Retype the records below word for word and omit any image.

** begin ROWS **

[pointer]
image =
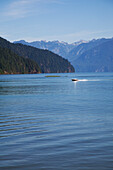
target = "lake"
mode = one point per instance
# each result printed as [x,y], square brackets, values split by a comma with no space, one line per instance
[53,123]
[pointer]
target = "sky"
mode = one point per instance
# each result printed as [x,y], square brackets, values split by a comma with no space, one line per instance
[63,20]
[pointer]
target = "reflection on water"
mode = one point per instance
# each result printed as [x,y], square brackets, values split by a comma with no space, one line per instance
[54,123]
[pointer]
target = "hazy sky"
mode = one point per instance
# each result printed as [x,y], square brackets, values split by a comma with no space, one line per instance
[63,20]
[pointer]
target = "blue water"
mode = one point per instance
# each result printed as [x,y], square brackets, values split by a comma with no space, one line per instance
[53,123]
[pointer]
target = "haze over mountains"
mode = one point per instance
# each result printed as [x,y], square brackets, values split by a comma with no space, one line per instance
[19,58]
[85,56]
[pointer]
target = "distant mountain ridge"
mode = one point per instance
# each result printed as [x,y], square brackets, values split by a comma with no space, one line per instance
[86,56]
[40,60]
[57,47]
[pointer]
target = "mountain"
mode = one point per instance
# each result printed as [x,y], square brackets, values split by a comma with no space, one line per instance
[11,63]
[98,52]
[47,61]
[96,59]
[57,47]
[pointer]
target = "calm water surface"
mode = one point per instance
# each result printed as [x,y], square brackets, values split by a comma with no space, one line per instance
[56,124]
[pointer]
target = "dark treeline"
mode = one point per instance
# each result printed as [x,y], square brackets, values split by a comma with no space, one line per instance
[35,60]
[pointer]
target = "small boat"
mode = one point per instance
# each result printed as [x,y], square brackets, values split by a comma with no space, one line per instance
[74,79]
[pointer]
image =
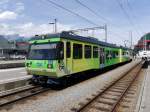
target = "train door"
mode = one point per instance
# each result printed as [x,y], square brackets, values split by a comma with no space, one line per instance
[69,57]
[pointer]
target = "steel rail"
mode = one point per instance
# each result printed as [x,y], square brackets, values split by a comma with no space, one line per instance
[80,109]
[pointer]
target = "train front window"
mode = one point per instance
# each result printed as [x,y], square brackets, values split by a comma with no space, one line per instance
[46,51]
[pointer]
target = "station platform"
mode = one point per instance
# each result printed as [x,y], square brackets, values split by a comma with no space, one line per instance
[13,78]
[143,104]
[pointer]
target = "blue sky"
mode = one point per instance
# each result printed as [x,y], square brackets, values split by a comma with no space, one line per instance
[30,17]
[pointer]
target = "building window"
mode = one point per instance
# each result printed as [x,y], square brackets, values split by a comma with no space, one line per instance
[68,50]
[95,52]
[77,51]
[87,49]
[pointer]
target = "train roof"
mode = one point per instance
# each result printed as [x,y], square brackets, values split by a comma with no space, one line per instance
[72,36]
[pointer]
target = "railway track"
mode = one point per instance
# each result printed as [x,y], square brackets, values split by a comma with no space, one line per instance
[110,98]
[20,95]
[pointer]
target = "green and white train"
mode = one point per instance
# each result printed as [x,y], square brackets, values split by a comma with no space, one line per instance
[53,58]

** end ROWS **

* _FULL OUTPUT_:
[pointer]
image =
target = "lake"
mode = one point per instance
# each result printed as [x,y], square brackets, values split by a comma with no space, one line per instance
[53,123]
[pointer]
target = "sky"
mode = one point per instance
# each result printed as [x,y], square brackets, values split by a comma with no space, one line per instance
[63,20]
[pointer]
target = "reflection on water"
mode = one point per instance
# each result printed as [x,y], square brackets, values split by a comma with no space, one line per instance
[54,123]
[pointer]
target = "hazy sky"
mode = one point per instance
# each result printed as [x,y], square brackets, values split by a comma with no space, one line per instance
[63,20]
[pointer]
target = "blue water"
mode = one point per instance
# each result printed as [x,y], square brackets, values split by a comma with no space, one line per instance
[53,123]
[pointer]
target = "haze over mountains"
mode = one point per instance
# each result printed as [x,y], square brackets, values split by a comma with no space, one line per instance
[19,58]
[85,56]
[pointer]
target = "distant mountain ridge"
mode = one point per instance
# each result printed as [x,y], square brackets, values split by a comma with no space, one line per instance
[86,56]
[40,60]
[57,47]
[pointer]
target = "mountain"
mode = one point per instance
# each result printed as [x,y], square brackets, values split by a comma with no space, one line per instance
[11,63]
[98,52]
[47,61]
[96,59]
[57,47]
[pointer]
target = "calm water surface"
mode = one point per instance
# each result printed as [x,y], square brackets, values split by a comma with no space, one line per instance
[56,124]
[pointer]
target = "dark treeline"
mode = one point per instance
# each result printed as [x,y], square brackets, values split by a comma with no space, one line per instance
[35,60]
[pointer]
target = "small boat"
mode = one point per instance
# each result printed as [x,y], square brackets, values split by a comma with no space, one line per instance
[74,79]
[pointer]
image =
target = "train door"
mode = one point per instance
# each result printed as [x,y], square brackets, values split by a comma with no space, one line per instance
[69,57]
[pointer]
target = "steel rail"
mode = one point per instance
# each result printed as [x,y], square brackets, values split by a comma with no space, one line per instance
[80,109]
[pointer]
target = "train front window"
mode = one point per instance
# each result printed as [x,y], square brackets, values split by a comma with no space, one line per instance
[46,51]
[pointer]
target = "station platform"
mode = one point per instance
# each result printed as [x,y], square brackets, values split by a comma with no space, one line per instance
[13,78]
[143,104]
[pointer]
target = "blue sky"
mode = one point per instance
# each result printed as [x,y], square brackets, values split by a comma with no space, one line per instance
[30,17]
[pointer]
target = "building window"
mode = one point per instance
# each result printed as [x,y], square brackets, values split by a comma with no space, one line per instance
[68,50]
[95,52]
[77,51]
[87,49]
[pointer]
target = "train roof"
mode = one point per instance
# each result printed as [x,y], square brackets, values split by a comma with no space, one line per instance
[72,36]
[pointer]
target = "railway track"
mode = one point per instance
# each result printed as [x,y], square brackets, values split by a comma with no space, one line per instance
[110,98]
[20,95]
[pointer]
target = "green and white train"
mode = one point per instance
# each result printed as [x,y], square brackets, values split by a comma with no space, one line per instance
[53,58]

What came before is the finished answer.